**WHAT THIS TASK INVOLVES**
From the records that follow, return exactly the lines beginning at the one that contains "Target: snow drift" and ending at the one that contains "Could you point out the flower bud", pictures left out.

**Point localization data**
***

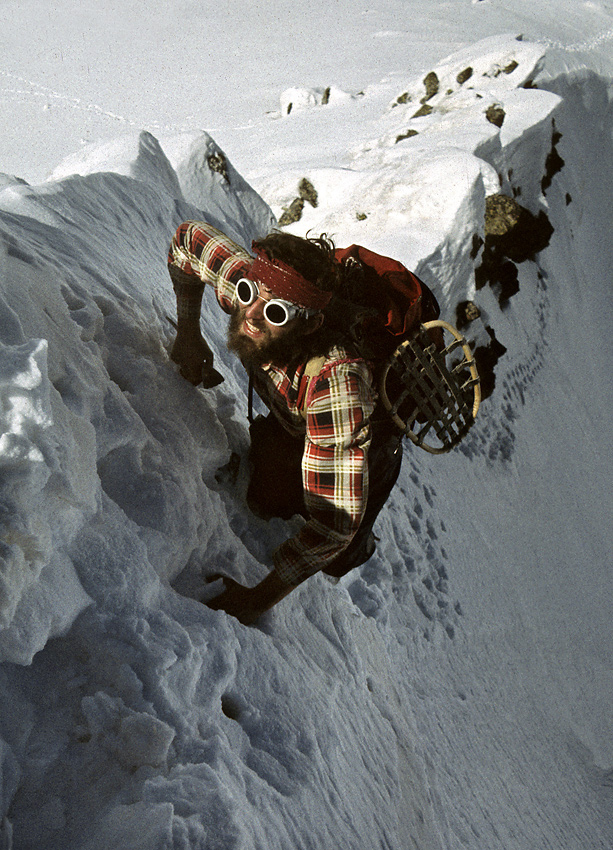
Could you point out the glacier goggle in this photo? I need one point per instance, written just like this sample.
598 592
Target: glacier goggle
277 311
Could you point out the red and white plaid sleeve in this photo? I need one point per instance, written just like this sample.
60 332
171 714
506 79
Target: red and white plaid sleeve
202 250
334 470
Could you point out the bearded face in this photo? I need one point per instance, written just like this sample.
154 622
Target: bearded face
256 342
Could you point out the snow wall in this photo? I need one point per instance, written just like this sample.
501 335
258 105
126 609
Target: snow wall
455 691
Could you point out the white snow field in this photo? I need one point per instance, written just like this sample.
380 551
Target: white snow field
454 693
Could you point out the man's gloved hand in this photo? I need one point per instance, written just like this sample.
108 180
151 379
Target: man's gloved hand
247 604
195 360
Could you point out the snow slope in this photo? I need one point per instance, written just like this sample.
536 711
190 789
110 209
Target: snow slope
452 693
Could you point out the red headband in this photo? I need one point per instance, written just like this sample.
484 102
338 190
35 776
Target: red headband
286 282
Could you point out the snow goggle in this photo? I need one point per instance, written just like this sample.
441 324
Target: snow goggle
277 312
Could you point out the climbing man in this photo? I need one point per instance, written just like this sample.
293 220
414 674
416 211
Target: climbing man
326 450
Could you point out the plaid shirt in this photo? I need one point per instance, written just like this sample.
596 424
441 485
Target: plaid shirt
338 408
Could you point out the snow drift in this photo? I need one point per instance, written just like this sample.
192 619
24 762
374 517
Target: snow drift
448 693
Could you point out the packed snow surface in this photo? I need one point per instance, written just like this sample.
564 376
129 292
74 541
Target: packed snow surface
455 691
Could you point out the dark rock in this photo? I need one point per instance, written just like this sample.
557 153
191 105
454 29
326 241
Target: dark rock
408 134
464 75
292 213
217 162
495 114
426 109
307 192
431 83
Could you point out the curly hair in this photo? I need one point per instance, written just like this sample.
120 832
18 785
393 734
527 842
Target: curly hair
312 256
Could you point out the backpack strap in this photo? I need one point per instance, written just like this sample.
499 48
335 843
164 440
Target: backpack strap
311 370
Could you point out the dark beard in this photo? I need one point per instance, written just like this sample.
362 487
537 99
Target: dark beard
279 352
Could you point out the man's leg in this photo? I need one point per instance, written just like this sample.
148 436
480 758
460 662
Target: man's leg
384 461
275 487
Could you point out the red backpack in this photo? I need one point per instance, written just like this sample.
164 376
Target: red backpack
392 301
430 392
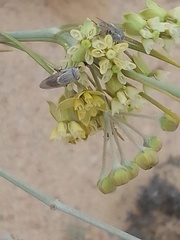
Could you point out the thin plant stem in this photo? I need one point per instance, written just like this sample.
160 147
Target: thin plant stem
169 90
55 204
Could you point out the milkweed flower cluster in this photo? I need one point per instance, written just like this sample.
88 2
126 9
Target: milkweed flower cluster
155 25
104 99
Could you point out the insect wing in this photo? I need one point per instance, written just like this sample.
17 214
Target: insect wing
61 78
51 81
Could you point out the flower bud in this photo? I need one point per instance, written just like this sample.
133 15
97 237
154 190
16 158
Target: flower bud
106 186
119 176
147 159
153 142
134 23
132 169
168 123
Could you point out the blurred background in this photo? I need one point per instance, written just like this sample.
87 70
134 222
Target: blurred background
68 172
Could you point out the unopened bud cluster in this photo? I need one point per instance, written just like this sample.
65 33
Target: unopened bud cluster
103 98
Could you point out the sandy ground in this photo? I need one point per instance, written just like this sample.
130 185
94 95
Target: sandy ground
70 172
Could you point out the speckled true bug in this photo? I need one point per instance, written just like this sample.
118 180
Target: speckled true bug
61 79
109 28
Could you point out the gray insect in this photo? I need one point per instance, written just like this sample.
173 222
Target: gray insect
61 79
109 28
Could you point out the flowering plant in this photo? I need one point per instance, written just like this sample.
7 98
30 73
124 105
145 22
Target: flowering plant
101 59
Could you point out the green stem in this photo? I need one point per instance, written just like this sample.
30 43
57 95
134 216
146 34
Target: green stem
160 106
172 91
54 34
55 204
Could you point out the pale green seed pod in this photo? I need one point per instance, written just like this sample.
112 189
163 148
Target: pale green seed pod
153 142
106 186
147 159
119 176
168 123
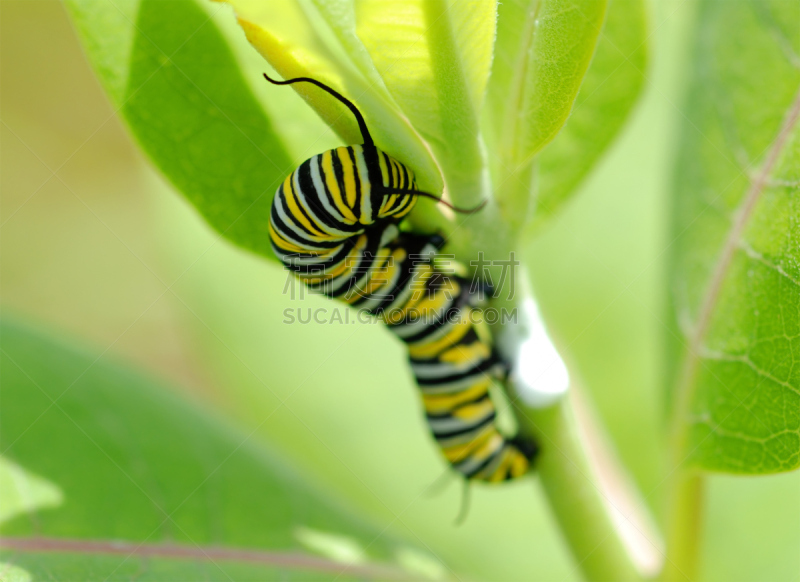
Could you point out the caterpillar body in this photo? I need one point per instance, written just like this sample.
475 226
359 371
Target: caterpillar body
334 223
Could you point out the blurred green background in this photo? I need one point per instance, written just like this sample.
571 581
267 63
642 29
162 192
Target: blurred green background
97 247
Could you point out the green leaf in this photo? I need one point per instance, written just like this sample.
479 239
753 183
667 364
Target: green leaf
107 474
434 58
297 44
610 89
736 272
543 50
172 76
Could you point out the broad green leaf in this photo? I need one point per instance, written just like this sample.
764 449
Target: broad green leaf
106 473
610 89
434 58
172 76
543 50
736 272
296 45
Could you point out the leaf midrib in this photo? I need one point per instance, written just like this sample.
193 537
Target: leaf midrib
292 560
687 378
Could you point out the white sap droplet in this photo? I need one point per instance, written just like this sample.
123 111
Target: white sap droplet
537 370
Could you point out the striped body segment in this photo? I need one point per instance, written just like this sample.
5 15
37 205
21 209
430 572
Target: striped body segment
334 223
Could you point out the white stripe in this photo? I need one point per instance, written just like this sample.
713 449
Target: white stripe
319 186
304 202
366 187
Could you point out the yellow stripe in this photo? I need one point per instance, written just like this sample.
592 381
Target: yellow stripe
294 208
464 353
458 453
333 187
432 349
441 403
349 178
472 412
385 173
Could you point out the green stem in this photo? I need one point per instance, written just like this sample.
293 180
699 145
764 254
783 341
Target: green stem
563 466
574 494
683 527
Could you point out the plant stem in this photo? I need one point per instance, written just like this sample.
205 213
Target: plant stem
683 527
574 494
563 465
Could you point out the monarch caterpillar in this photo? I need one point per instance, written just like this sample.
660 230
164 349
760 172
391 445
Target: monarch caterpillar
334 223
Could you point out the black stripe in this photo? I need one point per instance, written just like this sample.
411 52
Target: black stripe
483 366
467 427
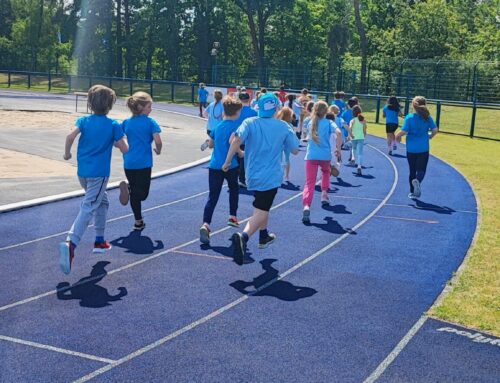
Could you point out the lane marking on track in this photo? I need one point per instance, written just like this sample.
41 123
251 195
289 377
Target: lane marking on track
202 255
107 221
227 307
393 354
56 349
407 219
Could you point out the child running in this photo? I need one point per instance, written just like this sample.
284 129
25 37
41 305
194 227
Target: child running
319 154
391 113
357 133
265 138
416 128
220 141
141 130
214 114
98 134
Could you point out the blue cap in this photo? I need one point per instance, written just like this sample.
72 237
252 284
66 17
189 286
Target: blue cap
268 105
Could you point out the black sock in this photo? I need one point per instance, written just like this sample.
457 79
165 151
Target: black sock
263 234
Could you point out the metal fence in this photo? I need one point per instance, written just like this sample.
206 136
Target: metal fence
468 118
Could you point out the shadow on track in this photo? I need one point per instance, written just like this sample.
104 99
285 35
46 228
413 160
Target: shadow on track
282 290
88 291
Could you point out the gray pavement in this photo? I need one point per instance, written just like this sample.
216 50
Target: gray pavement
182 135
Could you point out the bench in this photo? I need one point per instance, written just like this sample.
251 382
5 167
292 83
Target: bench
80 94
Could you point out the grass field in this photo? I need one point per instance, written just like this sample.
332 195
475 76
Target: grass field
474 299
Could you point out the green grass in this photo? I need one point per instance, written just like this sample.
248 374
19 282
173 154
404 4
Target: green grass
474 299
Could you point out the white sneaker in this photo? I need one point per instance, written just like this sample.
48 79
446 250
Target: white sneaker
417 190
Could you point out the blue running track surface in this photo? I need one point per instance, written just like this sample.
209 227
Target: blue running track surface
340 300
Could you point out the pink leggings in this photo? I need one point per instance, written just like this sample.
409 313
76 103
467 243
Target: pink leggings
311 173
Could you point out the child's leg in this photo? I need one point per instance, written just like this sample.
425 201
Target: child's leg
232 182
325 175
311 172
215 181
95 189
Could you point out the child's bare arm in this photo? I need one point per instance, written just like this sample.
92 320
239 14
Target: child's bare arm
70 138
158 143
122 144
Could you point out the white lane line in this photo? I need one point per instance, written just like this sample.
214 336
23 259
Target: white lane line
128 266
109 220
218 312
56 349
202 255
393 354
407 219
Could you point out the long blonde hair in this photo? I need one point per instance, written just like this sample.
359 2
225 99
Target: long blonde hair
318 112
420 106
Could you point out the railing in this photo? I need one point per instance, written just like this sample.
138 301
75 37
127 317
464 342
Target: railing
473 119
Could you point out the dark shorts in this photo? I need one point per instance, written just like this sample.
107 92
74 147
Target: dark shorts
264 199
391 128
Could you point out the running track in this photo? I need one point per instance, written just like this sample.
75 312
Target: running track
341 300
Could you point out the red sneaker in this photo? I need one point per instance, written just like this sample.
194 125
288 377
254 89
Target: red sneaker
101 247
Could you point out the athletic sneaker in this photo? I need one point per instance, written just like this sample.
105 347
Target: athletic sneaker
417 190
238 248
204 145
101 247
139 226
306 216
205 234
324 199
263 243
124 193
66 255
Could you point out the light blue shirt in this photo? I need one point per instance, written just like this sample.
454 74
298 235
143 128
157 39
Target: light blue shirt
417 129
265 140
202 95
139 130
391 116
321 150
98 134
221 135
214 114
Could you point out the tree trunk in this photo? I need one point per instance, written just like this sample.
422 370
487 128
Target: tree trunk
363 43
119 39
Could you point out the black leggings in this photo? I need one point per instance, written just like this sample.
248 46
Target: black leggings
139 181
418 166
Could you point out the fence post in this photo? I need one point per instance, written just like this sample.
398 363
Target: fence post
473 120
377 115
438 113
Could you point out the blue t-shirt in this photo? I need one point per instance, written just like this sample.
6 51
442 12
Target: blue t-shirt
98 134
417 129
340 103
246 112
214 114
321 150
347 116
202 95
139 130
265 140
391 116
221 135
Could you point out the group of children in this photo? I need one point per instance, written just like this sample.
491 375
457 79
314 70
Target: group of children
251 148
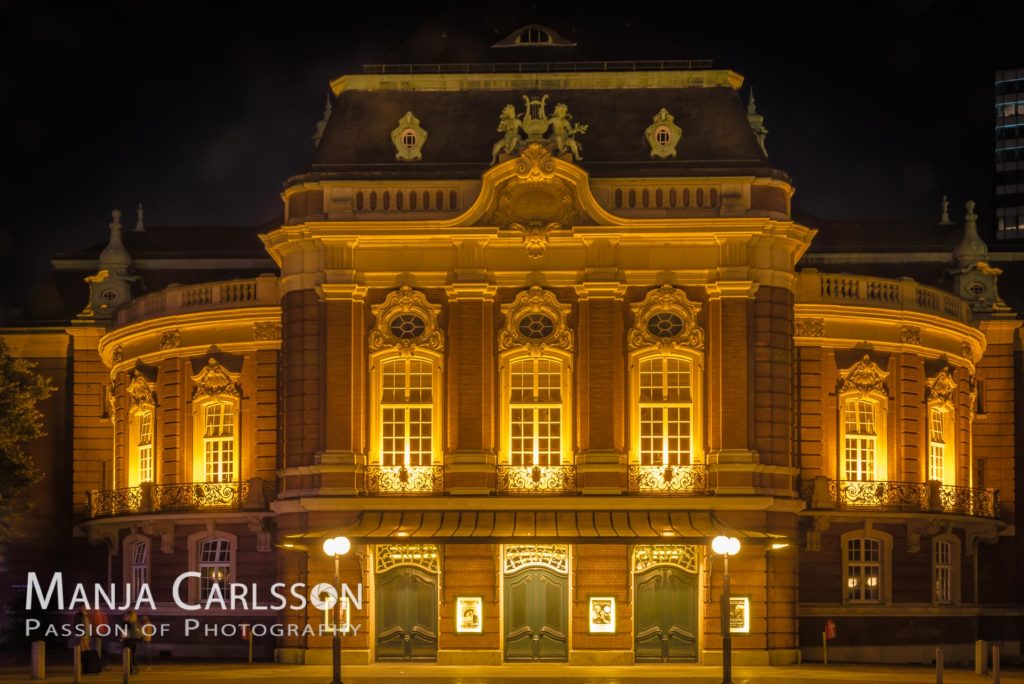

***

**TASK ANSWER**
Target: snow drift
448 693
Could you point out the packed snow surface in this photo? I need one point per instance, written just like this sample.
564 376
129 292
74 541
Target: packed snow surface
455 691
Could you point out the dark rock in this photo? I need one point per instance, written just like this sample.
557 153
191 105
454 29
326 241
Target: dark rock
408 134
464 75
292 213
217 162
495 114
426 109
307 192
431 83
Could you point out the curly hair in this photo? I need one point per instance, written just like this sample.
120 832
18 785
393 734
527 842
Target: curly hair
312 256
Could you point out the backpack strap in this photo? I need one point per instance, written just like this sample.
499 48
335 843
164 440
Target: backpack strap
311 370
Could you point out the dark beard in this photo? I need one point per instance, written just like this sample.
362 487
537 99
Target: dark beard
279 352
Could you point out the man's leg in this photo? I need one point per instance, written just like this sample.
148 436
480 758
460 662
Target: man's leg
384 461
275 487
Could you point out the red backpack in this photo? I need one point per instance, written just like this sample.
164 376
Target: red backpack
392 301
430 392
Could you point out the thin plant stem in this photo? I need one point per instance, written just like this sample.
160 147
Target: thin plant stem
169 90
55 204
Could you point out the milkweed flower cluster in this photo? I need one point per instance, written just like this sample.
88 2
126 9
Target: milkweed flower cluster
155 25
104 99
Could you point out the insect wing in this photo? I need one point per instance, written just like this sample.
17 214
Target: insect wing
61 78
51 81
Could you point out the flower bud in this photo? I need one point per instance, written just like this sample.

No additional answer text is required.